It also reminds me of the Rayovac Sportsman of a few years back but with a two stage slider instead of tailcap clicky.

If you kept reading but don't like cool white beams stop reading here. It has a pretty chilly beam but no blues, greens or other strange colors were present. Not copy paper white mind you, just a hint of yellow. 5700-6000 kelvin would be my guess. I did not detect any PWM on low using a photo of a running fan method. 

Speaking of beam, it has 3 distinct beams. One in the center for a pencil beam that throws well, a second one that has a nice bright wide spill. The third is a gentle spill that lights up to the edge of your peripherals while not killing your night adapted peripheral vision. 




Neat trick Coleman. 
The three beam trick is probably easy on the eyes in a dense forest scenario. 





The low beam is really good for 8-10 meters. 
That's a 36" round wrought iron fire pit in the photo. 





The high beam is really good for about 100-150 meters.

THE DATA
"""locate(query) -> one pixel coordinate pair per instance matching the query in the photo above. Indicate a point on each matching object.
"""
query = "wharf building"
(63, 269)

PROBLEM TO SOLVE
Update the stretch of the flashlight review from "Neat trick Coleman." through "in the photo." so that "wrought iron" reads "cast iron" instead.

OUTPUT OF THE EXERCISE
Neat trick Coleman. 
The three beam trick is probably easy on the eyes in a dense forest scenario. 





The low beam is really good for 8-10 meters. 
That's a 36" round cast iron fire pit in the photo.